EXCERPTED TEXT:

========================================================================

No, I didn't mean this, that point does not look relevant to me. I was just remarking that R1b was present in the late Neolithic, so definitely before the Bronze Age. What maybe we should consider, is that IE languages arrived before the Bronze Age, and R1b could still fit. But you know, late Neolithic or Early Bronze Age...it's pretty much the same. What would be really surprising, is to find R1b in the "middle Neolithic".

Thanks, and I agree.

What seems clear, is that Basques were the same affected by R1b compared to other groups (Irish, Welsh, Scots, and so on), and they lack the West Asian related componenets or have very low levels, while the others do have noticeable percents usually. So what seems to not fit, is West Asian = R1b, although perhaps only some subclades carried the component. I'm not able to speculate more on the issue as I said, possibly other forumers would do it better than me.

We did speculate a lot and when I speculate of R1b then I immediately think of the Gedrosia component and the Basques.
 
Bell Beakers found in:
Iberian peninsula around 2900 BC
Ireland and England around 2500 BC
Central Europe and Balkans around 2500 BC
Sardinia around 2000 BC

This probably means that BB was already R1b, based on the ages of R1b subclades. We know that Corded Ware was IE and a contemporary of BB. We just don't know what language did BB speak (assuming a language family was associated with BB). My hunch is that it was a caucasian language simmilar to basque. So Basque never became R1b; Basque always was R1b, just everybody else became IE.
 
We did speculate a lot and when I speculate of R1b then I immediately think of the Gedrosia component and the Basques.
The correct thing, in my honest opinion, is to check as much admixture experiments as possible. And when doing this, one definitely must recognise that Basques, along with Sardinians, are the least afected by the West Asian related components. That's what we usually see, so whatever it is present among them, it's little relevant compared to other groups. Keep in mind in that particular run the Atlantic-Med component was so remote, even compared to the North European. So for instance, it's not the same 8% Gedrosian among the Irish, and 8% Gedrosian among Basques. Admixture proportions make the picture fairly different, I think it's clear what I mean.

========================================================================

Write the next part of the forum thread on R1b, Bell Beakers and the Basques, picking up right after its last sentence.

========================================================================

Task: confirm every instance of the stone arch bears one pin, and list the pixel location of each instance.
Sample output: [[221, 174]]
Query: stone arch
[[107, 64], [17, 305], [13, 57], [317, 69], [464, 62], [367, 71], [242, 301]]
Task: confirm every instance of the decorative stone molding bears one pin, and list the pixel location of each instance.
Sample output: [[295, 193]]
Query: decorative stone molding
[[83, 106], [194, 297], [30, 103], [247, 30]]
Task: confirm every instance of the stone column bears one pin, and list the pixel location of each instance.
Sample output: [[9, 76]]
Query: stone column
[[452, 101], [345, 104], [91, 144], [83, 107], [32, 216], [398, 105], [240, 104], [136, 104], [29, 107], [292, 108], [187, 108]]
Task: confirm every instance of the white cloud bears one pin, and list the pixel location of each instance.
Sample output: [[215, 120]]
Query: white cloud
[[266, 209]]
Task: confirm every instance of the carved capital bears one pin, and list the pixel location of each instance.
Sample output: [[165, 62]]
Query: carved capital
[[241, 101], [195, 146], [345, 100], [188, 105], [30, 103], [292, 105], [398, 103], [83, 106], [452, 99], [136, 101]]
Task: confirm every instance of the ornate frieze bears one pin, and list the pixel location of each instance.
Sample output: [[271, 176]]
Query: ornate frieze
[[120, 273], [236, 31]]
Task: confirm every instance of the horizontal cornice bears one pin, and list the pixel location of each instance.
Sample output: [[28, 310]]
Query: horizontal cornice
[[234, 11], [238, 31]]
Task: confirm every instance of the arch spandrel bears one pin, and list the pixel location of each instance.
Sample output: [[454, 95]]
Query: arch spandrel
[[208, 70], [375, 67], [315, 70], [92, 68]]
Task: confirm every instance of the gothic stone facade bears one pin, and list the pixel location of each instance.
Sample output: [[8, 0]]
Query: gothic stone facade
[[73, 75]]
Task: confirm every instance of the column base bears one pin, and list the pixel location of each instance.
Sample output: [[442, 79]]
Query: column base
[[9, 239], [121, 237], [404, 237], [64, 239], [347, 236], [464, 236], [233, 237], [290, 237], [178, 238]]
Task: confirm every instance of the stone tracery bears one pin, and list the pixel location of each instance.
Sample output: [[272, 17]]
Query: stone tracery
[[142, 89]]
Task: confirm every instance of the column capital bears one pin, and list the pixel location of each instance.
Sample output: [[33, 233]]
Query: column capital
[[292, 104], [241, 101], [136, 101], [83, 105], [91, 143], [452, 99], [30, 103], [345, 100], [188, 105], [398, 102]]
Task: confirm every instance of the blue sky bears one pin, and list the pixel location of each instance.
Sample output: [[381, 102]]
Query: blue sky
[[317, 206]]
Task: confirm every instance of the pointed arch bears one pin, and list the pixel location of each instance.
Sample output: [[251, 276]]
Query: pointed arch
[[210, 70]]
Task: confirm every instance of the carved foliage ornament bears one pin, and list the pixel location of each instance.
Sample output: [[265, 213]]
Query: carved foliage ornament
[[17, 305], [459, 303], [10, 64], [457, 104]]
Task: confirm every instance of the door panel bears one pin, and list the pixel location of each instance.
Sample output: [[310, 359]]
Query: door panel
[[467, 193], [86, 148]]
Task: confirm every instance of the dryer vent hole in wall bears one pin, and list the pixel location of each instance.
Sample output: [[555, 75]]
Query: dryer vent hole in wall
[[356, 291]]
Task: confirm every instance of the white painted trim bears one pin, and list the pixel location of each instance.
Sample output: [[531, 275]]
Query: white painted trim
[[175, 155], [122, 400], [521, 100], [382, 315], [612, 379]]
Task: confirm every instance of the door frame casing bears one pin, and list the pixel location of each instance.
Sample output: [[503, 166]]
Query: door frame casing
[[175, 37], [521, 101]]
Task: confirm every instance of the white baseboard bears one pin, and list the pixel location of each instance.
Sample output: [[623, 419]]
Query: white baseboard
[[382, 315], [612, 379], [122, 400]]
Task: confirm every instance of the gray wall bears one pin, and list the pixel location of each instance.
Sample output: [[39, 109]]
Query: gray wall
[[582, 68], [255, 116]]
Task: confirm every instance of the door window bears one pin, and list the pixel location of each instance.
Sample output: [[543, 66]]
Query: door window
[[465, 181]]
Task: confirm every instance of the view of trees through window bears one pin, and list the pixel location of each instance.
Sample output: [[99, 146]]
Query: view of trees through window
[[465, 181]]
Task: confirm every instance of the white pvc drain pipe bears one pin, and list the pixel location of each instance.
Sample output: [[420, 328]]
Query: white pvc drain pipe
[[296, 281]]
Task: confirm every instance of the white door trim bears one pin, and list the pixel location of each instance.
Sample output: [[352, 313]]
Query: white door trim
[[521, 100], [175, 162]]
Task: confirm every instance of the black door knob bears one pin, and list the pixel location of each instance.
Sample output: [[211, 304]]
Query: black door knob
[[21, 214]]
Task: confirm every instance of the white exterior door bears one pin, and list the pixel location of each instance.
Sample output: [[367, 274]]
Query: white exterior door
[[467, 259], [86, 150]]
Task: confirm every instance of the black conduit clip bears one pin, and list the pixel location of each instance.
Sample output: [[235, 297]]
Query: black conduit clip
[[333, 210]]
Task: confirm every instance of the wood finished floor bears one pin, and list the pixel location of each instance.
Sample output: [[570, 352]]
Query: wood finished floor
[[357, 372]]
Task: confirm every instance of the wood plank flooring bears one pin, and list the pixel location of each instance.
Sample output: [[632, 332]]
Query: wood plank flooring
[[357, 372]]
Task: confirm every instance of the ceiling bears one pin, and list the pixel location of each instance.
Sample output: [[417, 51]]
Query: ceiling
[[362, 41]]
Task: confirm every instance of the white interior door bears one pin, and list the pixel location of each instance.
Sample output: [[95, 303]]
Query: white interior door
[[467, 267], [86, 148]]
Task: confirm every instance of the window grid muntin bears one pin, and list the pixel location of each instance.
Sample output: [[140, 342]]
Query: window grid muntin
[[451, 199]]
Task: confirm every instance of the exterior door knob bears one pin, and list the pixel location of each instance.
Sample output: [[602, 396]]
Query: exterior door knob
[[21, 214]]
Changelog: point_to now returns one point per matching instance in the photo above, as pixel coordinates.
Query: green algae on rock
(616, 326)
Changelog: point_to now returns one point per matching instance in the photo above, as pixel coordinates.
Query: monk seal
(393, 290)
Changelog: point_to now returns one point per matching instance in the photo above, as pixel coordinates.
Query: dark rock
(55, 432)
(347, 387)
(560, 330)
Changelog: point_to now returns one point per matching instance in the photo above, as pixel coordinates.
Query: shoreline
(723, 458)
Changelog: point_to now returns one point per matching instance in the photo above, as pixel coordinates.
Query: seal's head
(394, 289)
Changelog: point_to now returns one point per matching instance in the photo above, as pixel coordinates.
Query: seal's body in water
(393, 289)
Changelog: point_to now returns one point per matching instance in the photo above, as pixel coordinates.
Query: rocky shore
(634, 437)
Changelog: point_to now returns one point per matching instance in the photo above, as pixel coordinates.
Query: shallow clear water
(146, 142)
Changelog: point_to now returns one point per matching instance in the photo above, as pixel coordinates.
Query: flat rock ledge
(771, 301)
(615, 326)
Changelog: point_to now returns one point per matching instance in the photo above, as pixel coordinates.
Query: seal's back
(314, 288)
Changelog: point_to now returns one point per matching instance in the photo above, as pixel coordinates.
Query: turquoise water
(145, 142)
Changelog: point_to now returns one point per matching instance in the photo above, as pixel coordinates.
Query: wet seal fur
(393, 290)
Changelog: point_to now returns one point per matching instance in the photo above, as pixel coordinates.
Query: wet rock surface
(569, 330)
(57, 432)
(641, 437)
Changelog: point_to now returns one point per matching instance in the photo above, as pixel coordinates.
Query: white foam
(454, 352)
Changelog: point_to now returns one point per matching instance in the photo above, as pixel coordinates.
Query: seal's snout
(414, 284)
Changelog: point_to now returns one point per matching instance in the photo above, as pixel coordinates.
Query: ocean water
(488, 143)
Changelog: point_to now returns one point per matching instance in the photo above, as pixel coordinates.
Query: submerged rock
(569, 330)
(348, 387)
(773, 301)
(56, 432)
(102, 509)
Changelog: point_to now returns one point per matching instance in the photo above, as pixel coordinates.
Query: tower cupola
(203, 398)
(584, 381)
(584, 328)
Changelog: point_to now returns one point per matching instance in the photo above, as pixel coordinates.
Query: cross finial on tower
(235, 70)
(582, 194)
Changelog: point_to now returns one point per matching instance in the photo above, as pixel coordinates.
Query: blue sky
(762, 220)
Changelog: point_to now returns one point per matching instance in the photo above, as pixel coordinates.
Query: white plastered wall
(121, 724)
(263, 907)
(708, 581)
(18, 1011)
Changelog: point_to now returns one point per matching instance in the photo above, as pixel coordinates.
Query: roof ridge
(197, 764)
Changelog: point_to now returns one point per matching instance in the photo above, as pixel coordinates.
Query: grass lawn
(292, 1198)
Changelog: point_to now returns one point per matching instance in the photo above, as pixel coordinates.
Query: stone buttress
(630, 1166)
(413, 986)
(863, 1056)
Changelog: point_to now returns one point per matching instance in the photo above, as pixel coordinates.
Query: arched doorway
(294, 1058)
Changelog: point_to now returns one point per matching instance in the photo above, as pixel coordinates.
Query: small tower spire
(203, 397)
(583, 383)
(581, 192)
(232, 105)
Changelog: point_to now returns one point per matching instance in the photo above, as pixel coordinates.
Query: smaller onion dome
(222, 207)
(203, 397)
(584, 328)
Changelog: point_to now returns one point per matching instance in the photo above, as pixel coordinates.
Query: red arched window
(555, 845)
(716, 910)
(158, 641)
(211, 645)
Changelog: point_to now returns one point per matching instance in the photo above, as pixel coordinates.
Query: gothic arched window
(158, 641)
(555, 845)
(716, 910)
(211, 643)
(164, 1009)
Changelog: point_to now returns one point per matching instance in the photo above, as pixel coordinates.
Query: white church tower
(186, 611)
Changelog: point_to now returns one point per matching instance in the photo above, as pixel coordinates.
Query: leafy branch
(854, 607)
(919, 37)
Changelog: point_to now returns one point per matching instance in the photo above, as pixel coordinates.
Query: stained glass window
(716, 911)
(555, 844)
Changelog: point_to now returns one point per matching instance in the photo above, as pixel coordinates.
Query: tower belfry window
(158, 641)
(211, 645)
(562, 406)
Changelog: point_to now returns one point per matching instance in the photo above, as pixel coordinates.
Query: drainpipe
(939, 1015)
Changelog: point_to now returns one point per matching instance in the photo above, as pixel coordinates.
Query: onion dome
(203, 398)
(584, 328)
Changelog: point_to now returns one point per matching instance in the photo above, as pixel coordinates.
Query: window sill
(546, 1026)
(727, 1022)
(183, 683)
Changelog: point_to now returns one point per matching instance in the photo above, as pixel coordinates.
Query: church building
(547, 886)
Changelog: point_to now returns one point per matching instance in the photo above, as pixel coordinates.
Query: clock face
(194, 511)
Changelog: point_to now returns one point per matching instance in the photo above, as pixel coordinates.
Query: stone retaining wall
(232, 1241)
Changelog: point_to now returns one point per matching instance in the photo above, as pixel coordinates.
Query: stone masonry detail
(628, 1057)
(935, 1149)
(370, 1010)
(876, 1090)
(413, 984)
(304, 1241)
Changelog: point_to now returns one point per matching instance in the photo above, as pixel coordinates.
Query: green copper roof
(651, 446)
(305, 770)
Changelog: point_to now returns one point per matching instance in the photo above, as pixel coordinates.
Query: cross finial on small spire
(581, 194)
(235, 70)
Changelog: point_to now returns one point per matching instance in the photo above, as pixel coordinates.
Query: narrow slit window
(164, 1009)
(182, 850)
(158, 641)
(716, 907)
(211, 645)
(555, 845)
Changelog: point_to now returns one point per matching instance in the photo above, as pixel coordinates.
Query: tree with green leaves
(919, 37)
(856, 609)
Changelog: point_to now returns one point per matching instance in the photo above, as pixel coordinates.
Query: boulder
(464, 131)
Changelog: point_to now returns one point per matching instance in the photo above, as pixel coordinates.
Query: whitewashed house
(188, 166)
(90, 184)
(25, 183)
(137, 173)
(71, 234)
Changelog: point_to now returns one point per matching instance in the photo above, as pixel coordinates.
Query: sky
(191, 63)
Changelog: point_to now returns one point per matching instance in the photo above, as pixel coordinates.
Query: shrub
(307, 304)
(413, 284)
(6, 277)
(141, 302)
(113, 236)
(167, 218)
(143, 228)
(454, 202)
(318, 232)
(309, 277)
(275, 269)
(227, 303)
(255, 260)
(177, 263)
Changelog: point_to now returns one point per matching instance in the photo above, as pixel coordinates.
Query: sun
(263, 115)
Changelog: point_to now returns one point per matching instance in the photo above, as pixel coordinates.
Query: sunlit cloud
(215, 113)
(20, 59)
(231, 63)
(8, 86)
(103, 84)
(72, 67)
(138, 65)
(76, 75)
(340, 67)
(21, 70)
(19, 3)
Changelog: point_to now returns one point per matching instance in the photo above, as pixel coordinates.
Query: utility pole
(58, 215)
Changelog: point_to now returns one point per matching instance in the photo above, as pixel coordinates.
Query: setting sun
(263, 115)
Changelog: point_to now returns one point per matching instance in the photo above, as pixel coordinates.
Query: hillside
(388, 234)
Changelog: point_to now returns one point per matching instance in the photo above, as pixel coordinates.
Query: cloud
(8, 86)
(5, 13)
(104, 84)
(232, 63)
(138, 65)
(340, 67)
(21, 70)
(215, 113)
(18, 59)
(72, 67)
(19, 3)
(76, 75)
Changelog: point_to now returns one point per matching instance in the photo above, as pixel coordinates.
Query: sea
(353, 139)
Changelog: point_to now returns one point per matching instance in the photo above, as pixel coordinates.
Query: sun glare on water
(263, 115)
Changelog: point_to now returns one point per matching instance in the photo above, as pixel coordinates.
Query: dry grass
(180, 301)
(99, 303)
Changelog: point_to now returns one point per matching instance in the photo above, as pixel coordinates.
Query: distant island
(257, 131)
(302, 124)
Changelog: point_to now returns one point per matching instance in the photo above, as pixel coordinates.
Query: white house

========================================================================

RESULT FOR THIS TASK:
 
The correct thing, in my honest opinion, is to check as much admixture experiments as possible. And when doing this, one definitely must recognise that Basques, along with Sardinians, are the least afected by the West Asian related components. That's what we usually see, so whatever it is present among them, it's little relevant compared to other groups.

Even if they are least affected (apart from Saami and Finns), they are not completely unaffected. And R1b would be an elegant explanation. Also remember that Sardinians have lowest Gedrosia admixture and coincidentally much lower R1b too, but much more G instead. The higher West Asian component further east in Italy, Balkans and Alps can be explained by other than R1b-only intrusions (LBK,...).
 
Then how do you explain the utter disconnectedness of the Basque language? I agree that most of R1b arrived by the method you've mentioned, but here we are talking only about the Basque people. A large fleet of ships wouldn't be needed-- just 40 or so kayaks or canoes would be more than enough to get the job done. If Iberian was lightly populated at the time of their arrival, the founder population wouldn't have to be very large. Especially if they had a more efficient organizational/governing system than the existing tribe(s).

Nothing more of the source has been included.